• [TASK STATEMENT]: Copy each of the following entries word for word, without changing anything.

Entries from a dataset:
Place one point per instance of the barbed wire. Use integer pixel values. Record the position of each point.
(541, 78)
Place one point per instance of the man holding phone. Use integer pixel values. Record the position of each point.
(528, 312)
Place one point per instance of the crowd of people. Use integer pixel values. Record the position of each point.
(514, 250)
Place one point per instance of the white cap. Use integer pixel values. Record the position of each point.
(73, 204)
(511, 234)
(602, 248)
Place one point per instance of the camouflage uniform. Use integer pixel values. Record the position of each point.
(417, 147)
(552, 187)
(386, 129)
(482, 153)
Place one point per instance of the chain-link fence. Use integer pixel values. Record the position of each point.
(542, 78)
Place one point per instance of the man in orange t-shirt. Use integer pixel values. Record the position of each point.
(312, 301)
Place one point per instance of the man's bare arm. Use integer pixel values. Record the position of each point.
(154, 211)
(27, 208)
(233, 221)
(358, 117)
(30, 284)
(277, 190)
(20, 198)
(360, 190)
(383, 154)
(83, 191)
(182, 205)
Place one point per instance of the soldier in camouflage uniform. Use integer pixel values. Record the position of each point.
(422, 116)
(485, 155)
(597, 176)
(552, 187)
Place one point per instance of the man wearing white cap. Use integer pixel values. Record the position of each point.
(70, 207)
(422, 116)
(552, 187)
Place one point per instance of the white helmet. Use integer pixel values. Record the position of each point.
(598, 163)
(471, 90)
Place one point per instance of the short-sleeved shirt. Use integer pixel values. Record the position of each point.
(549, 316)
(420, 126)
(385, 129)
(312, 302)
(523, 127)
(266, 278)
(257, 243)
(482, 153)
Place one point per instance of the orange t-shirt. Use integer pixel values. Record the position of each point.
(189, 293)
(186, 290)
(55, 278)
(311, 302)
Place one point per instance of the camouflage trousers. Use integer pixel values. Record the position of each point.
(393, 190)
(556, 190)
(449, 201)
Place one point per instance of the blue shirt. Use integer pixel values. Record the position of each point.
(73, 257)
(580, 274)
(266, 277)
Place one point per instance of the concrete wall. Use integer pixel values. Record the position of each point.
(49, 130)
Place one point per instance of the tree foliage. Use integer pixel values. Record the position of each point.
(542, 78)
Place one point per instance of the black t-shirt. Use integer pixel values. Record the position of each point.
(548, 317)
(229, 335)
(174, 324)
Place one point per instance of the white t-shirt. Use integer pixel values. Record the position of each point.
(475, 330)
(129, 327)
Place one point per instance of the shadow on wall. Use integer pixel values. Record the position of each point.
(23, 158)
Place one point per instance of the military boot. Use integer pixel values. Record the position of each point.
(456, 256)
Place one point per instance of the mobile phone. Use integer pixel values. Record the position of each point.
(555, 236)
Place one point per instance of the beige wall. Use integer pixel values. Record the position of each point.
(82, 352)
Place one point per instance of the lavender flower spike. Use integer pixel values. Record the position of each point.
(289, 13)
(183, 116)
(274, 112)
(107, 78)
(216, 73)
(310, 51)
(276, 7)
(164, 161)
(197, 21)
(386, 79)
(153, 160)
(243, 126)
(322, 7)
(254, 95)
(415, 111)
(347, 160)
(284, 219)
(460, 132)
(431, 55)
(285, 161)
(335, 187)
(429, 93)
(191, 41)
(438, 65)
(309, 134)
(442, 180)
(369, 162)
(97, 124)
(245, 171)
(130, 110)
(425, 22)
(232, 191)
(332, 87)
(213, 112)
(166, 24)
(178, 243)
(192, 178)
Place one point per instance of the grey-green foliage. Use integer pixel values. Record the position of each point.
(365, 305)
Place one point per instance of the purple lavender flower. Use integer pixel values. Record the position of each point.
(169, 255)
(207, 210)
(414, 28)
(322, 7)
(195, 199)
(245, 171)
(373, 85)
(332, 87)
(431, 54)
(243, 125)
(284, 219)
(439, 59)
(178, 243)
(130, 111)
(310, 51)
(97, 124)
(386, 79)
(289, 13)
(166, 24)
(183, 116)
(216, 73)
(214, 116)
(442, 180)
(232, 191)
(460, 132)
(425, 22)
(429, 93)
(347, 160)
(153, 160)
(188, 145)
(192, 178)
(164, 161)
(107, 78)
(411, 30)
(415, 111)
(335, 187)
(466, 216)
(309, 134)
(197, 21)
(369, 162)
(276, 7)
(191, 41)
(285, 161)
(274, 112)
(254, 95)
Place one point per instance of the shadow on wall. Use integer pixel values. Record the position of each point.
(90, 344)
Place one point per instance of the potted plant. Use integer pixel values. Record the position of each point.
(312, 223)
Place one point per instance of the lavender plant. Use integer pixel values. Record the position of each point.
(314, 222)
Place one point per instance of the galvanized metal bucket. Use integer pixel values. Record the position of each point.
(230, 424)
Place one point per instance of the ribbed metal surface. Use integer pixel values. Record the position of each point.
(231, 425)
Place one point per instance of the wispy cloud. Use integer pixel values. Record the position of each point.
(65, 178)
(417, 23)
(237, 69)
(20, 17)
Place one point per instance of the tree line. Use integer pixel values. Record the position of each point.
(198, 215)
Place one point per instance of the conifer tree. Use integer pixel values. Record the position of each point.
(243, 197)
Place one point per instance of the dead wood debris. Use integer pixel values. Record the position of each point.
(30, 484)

• [EXPECTED OUTPUT]:
Place one point per instance of the barbed wire. Use integer pixel values. Record the position of each point.
(541, 78)
Place one point per instance of the man holding phone. Use integer pixel values. Record the position of each point.
(528, 312)
Place one point per instance of the crowd of people. Use integer pixel values. Record the position of each point.
(514, 250)
Place one point per instance of the white cap. Use integer pixel values. Record the position of each point.
(73, 204)
(511, 234)
(602, 248)
Place one point per instance of the camouflage uniform. Use integer pixel values. Record the position of each point.
(417, 147)
(552, 187)
(386, 129)
(482, 153)
Place one point per instance of the chain-link fence. Use integer pixel values. Record the position of each point.
(542, 78)
Place one point per instance of the man in orange t-shirt. Use integer pixel values. Record the position of each point.
(312, 301)
Place one point per instance of the man's bare arm. Use integer pixel values. Record the position of each point.
(154, 211)
(27, 208)
(233, 221)
(358, 117)
(30, 284)
(277, 190)
(20, 198)
(360, 190)
(383, 154)
(83, 191)
(182, 205)
Place one point per instance of the soldier in camouflage uniform. Use integer pixel values. Record the position of each point.
(422, 116)
(485, 155)
(597, 176)
(552, 187)
Place one point per instance of the man wearing white cap. Use integer pixel values. Record the position of each point.
(70, 207)
(422, 116)
(552, 187)
Place one point per instance of the white helmet. Use integer pixel values. Record the position of each point.
(598, 163)
(471, 90)
Place one point per instance of the short-sleeved shirt. Use integer pixel values. Record the position of each point.
(549, 316)
(420, 126)
(385, 129)
(312, 302)
(523, 127)
(266, 278)
(257, 243)
(482, 153)
Place one point per instance of the orange t-shirt. Use integer pixel values. Record the position of each point.
(189, 293)
(186, 290)
(55, 278)
(311, 302)
Place one point per instance of the camouflage trousers. Use integer pixel values. Record the position of each point.
(393, 190)
(556, 190)
(449, 201)
Place one point per instance of the blue shirt. Use integer pixel values. Record the position of each point.
(73, 257)
(580, 274)
(266, 277)
Place one point per instance of the concrete wall. Use integer pixel values. Record the position of each point.
(49, 130)
Place one point per instance of the tree foliage. Use integer pixel values. Record the position of each point.
(542, 78)
Place one point per instance of the black t-shirt. Use integer pixel values. Record the position of each point.
(548, 317)
(229, 335)
(174, 324)
Place one point per instance of the white t-shirt. Use integer pixel values. Record the position of each point.
(475, 330)
(129, 327)
Place one point per instance of the shadow on wall. Use integer pixel values. Record the position of each point.
(23, 158)
Place one point per instance of the military boot. Use integer pixel values. Record the position of each point.
(456, 256)
Place one point per instance of the mobile phone. Use integer pixel values. Record the position of each point.
(555, 236)
Place one point per instance of the beige wall. Use integer pixel values. Record the position of each point.
(82, 352)
Place one point per instance of the lavender flower spike. Use integer pixel values. Record the position of each point.
(289, 13)
(183, 116)
(274, 112)
(107, 78)
(216, 73)
(310, 51)
(276, 7)
(164, 161)
(197, 21)
(386, 79)
(153, 160)
(243, 126)
(322, 7)
(254, 95)
(415, 111)
(347, 160)
(284, 219)
(460, 132)
(431, 55)
(285, 161)
(335, 187)
(429, 93)
(191, 41)
(438, 65)
(309, 134)
(442, 180)
(369, 162)
(97, 124)
(245, 171)
(130, 110)
(425, 22)
(232, 191)
(332, 87)
(213, 112)
(166, 24)
(178, 243)
(192, 178)
Place one point per instance of the grey-green foliage. Use integer pixel values. Record the position of each point.
(365, 305)
Place one point per instance of the purple lavender flower. Use integer pixel values. Record the position of each point.
(169, 255)
(207, 210)
(414, 28)
(322, 7)
(195, 199)
(245, 171)
(373, 85)
(332, 87)
(431, 54)
(243, 125)
(284, 219)
(439, 59)
(178, 243)
(130, 111)
(310, 51)
(97, 124)
(386, 79)
(289, 13)
(166, 24)
(183, 116)
(216, 73)
(214, 116)
(442, 180)
(232, 191)
(460, 132)
(425, 22)
(429, 93)
(347, 160)
(153, 160)
(188, 145)
(192, 178)
(164, 161)
(107, 78)
(411, 30)
(415, 111)
(335, 187)
(466, 216)
(309, 134)
(197, 21)
(369, 162)
(276, 7)
(191, 41)
(285, 161)
(274, 112)
(254, 95)
Place one point per instance of the shadow on wall. Use integer pixel values. Record the position of each point.
(90, 344)
Place one point per instance of the potted plant. Use integer pixel values. Record the position of each point.
(312, 223)
Place one point per instance of the lavender plant. Use integer pixel values. Record the position of each point.
(314, 222)
Place one point per instance of the galvanized metal bucket. Use integer pixel values. Record the position of each point.
(230, 424)
Place one point per instance of the ribbed metal surface. Use integer pixel values. Record the position of each point.
(231, 425)
Place one point per instance of the wispy cloud. Use integer pixel values. Record the position of each point.
(65, 178)
(417, 23)
(237, 69)
(20, 17)
Place one point per instance of the tree line. Use integer pixel values. Record the position of each point.
(198, 215)
Place one point per instance of the conifer tree. Use integer pixel values. Record the position of each point.
(243, 197)
Place one point per instance of the dead wood debris. Use integer pixel values. Record the position of each point.
(30, 484)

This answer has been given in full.